▶ _Consignes de l’exercice_:
1 > Traduisez en anglais cette phrase du texte sur la guerre du Golfe : « Cependant, s’il est fondamental que le prolétariat intègre la question de la guerre dans le développement de sa conscience et de sa lutte contre le capitalisme, la manière dont la camarade pose le problème ne nous semble pas correcte. »
2 > Rédigez la suite du texte sur la guerre du Golfe en partant de sa dernière phrase.

Nous tenons tout d’abord à saluer l’initiative de cette camarade qui, prenant conscience de l’extrême gravité de la crise du Golfe, nous fait part de ses préoccupations à partir de sa compréhension que le prolétariat est la seule force dans la société capable d’empêcher le capitalisme d’emporter toute l’humanité dans sa folie guerrière. Nous saluons également l’appel de cette camarade à la responsabilité des révolutionnaires, dont la tâche consiste aujourd’hui plus que jamais à montrer aux yeux de la classe ouvrière quelle perspective nous offre le capitalisme décadent, afin de lui faire prendre conscience de la nécessité de détruire ce système avant qu’il n’anéantisse toute la planète.

Cependant, s’il est fondamental que le prolétariat intègre la question de la guerre dans le développement de sa conscience et de sa lutte contre le capitalisme, la manière dont la camarade pose le problème ne nous semble pas correcte. Elle conduit d’une part à une vision pessimiste, se traduisant par un doute sur les capacités de la classe ouvrière à renverser le système, et d’autre part, à une démarche dangereuse, qui risque d’entraîner le prolétariat hors de son terrain de classe.

En effet, la lettre de la camarade pose, entre autres, deux questions essentielles :

1° Si le prolétariat ne réagit pas contre la guerre du Golfe, gardera-t-il ses capacités à renverser le capitalisme ?

2° Quelle doit-être l’attitude de la classe ouvrière face à la guerre du Golfe?

▶ _Extrait des données_:
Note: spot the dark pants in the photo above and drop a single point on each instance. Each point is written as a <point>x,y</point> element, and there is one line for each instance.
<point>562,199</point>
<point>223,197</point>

▶ _Réponses aux consignes_:
1 > However, while it is essential that the proletariat integrate the question of war into the development of its consciousness and of its struggle against capitalism, the way in which the comrade frames the problem does not seem correct to us.

2 >
La première question que pose notre lectrice renvoie à l’analyse que le CCI a développée sur le cours historique, c’est-à-dire sur le sens de l’évolution du rapport des forces entre les deux classes fondamentales de la société, la bourgeoisie et le prolétariat[1]. Cette analyse mettait en évidence que depuis la fin des années 60, un nouveau cours vers des affrontements révolutionnaires s’était ouvert avec le resurgissement de la crise économique qui avait permis au prolétariat de reprendre le chemin de ses combats de classe après cinquante ans de contre-révolution. Nous affirmions également que c’était l’incapacité de la bourgeoisie à embrigader le prolétariat derrière la défense des intérêts du capital national qui avait empêché la classe dominante d’apporter sa propre réponse à la crise historique de son système : une troisième guerre mondiale.

Or, dans la situation actuelle, la camarade, constatant qu’'il est un peu tard maintenant pour que la classe ouvrière réagisse avant le déclenchement de la guerre”, en déduit que "la classe ouvrière, si elle ne réagit pas, même timidement, va subir un nouveau recul dans sa conscience", ce qui amène notre lectrice à douter des capacités futures du prolétariat, c’est-à-dire à remettre implicitement en cause la perspective de la révolution prolétarienne.

Il est vrai, comme le constate la camarade, que, face à la guerre du Golfe, aujourd’hui, le prolétariat est impuissant. Il ne pourra pas empêcher le carnage. Mais ce n’est pas à partir de ce conflit militaire, si meurtrier et barbare soit-il, qu’on peut remettre en question toute la perspective historique que les luttes ouvrières ont confirmée depuis plus de vingt ans. Des guerres comme celle qui s’annonce dans le Golfe aujourd’hui, le capitalisme en déchaînera d’autres. La croisade impérialiste menée contre l’Irak ne fait que marquer le tout début d’une nouvelle période où les conflits guerriers dans lesquels les grandes puissances seront de plus en plus impliquées vont constituer une donnée permanente dans la vie de la société, une donnée que le prolétariat sera nécessairement contraint d’intégrer dans sa prise de conscience de la barbarie du capitalisme. Toute démarche immédiatiste consistant à poser dès aujourd’hui une sorte d’ultimatum au prolétariat, comme le fait la camarade, ne peut mener qu’au doute et à la démoralisation.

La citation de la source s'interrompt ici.